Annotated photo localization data
****

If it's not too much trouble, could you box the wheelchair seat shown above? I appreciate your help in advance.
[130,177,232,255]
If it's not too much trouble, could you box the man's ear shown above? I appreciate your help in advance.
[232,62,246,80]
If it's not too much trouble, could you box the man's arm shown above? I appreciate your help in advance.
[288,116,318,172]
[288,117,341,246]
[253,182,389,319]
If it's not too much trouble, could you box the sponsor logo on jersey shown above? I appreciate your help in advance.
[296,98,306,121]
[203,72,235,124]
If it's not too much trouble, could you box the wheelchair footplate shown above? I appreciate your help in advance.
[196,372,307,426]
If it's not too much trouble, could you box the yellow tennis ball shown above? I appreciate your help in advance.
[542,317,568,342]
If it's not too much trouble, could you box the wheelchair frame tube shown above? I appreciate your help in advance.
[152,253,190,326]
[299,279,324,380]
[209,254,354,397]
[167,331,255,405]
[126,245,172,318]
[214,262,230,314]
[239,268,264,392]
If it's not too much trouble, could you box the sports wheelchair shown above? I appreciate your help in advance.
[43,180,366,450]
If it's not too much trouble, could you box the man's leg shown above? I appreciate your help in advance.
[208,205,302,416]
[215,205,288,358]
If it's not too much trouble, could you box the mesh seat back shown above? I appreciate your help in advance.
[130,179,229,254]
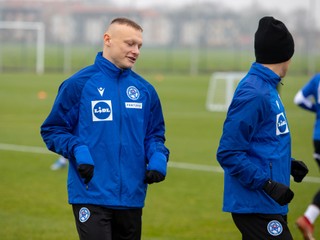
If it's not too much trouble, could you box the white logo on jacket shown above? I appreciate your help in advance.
[97,87,105,96]
[91,100,113,121]
[276,112,289,135]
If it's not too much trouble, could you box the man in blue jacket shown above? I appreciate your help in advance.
[41,17,169,240]
[294,74,320,240]
[216,16,308,240]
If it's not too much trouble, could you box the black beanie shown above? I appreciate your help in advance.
[254,16,294,64]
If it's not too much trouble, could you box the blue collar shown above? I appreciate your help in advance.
[95,52,131,79]
[249,62,281,88]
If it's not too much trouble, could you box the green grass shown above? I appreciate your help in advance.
[1,45,319,74]
[0,71,319,239]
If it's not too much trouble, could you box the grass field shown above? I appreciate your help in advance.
[0,71,319,239]
[1,45,318,75]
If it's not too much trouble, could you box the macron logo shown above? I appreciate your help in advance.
[97,87,105,96]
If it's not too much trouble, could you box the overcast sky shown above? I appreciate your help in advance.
[113,0,318,28]
[114,0,311,13]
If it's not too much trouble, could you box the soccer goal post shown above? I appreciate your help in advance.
[206,72,246,112]
[0,21,45,74]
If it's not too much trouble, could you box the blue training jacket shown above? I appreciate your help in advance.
[216,62,291,215]
[295,73,320,140]
[41,52,169,208]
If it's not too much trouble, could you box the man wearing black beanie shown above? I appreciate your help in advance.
[216,16,309,240]
[255,16,294,65]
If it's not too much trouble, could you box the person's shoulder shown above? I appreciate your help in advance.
[70,64,96,79]
[58,65,98,96]
[234,76,271,109]
[130,70,146,81]
[65,65,97,84]
[130,71,155,89]
[238,75,267,95]
[311,73,320,82]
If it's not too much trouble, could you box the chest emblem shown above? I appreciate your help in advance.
[126,86,140,100]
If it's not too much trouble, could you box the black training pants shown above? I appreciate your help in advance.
[72,204,142,240]
[232,213,293,240]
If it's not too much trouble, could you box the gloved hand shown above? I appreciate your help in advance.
[77,164,94,184]
[291,160,309,182]
[144,170,165,184]
[74,145,94,185]
[144,152,167,184]
[263,180,294,206]
[315,158,320,169]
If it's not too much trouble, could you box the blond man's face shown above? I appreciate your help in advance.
[103,24,143,69]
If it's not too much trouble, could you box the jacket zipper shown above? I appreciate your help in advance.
[269,161,273,180]
[117,71,123,204]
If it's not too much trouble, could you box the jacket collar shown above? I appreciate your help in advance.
[249,62,281,88]
[95,52,131,79]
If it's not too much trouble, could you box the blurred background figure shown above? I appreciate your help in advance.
[51,155,68,170]
[296,195,319,240]
[294,74,320,240]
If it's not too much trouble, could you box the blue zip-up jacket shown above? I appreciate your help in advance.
[216,63,291,215]
[294,73,320,140]
[41,52,169,208]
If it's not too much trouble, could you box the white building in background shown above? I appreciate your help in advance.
[0,0,314,50]
[0,0,256,48]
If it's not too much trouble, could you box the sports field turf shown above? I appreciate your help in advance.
[0,71,319,239]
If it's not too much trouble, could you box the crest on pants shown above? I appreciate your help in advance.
[267,220,283,236]
[79,207,90,223]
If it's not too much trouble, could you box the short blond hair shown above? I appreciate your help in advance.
[110,17,143,32]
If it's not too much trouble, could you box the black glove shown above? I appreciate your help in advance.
[77,164,94,184]
[291,160,309,182]
[315,158,320,169]
[263,180,294,206]
[144,170,165,184]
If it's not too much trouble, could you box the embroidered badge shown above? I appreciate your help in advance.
[79,207,90,223]
[126,86,140,100]
[267,220,283,236]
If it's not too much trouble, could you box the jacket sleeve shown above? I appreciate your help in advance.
[293,75,317,112]
[40,79,88,162]
[216,85,269,190]
[144,87,169,162]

****

◆ **Your goal**
Copy out the lines above, from the one holding "the sports field" through the final line, with no other lines.

◆ **Solution to this exercise**
If it's not too much trouble, could you box the sports field turf shown above? I appreciate your help in advance.
[0,71,319,239]
If it's not too much trouble, could you box the crest on pants shown above? I appreciate your help in advance.
[267,220,283,236]
[79,207,90,223]
If it's not too much trouble, could you box the short blond hair shown above? I appreciate your help in advance.
[110,17,143,32]
If it's not too much trouble, could you box the black glove shown above? I appreciate your help in advance.
[77,164,94,184]
[291,160,309,182]
[315,158,320,169]
[263,180,294,206]
[144,170,165,184]
If it's not too much trouble, could you box the embroidered badge shown above? I appreciate your help in advance.
[79,207,90,223]
[126,86,140,100]
[267,220,283,236]
If it's not too much trouble, could you box the jacket sleeve shown above? I appreciate your help in advance.
[293,75,317,112]
[40,79,88,162]
[216,85,269,190]
[144,87,169,162]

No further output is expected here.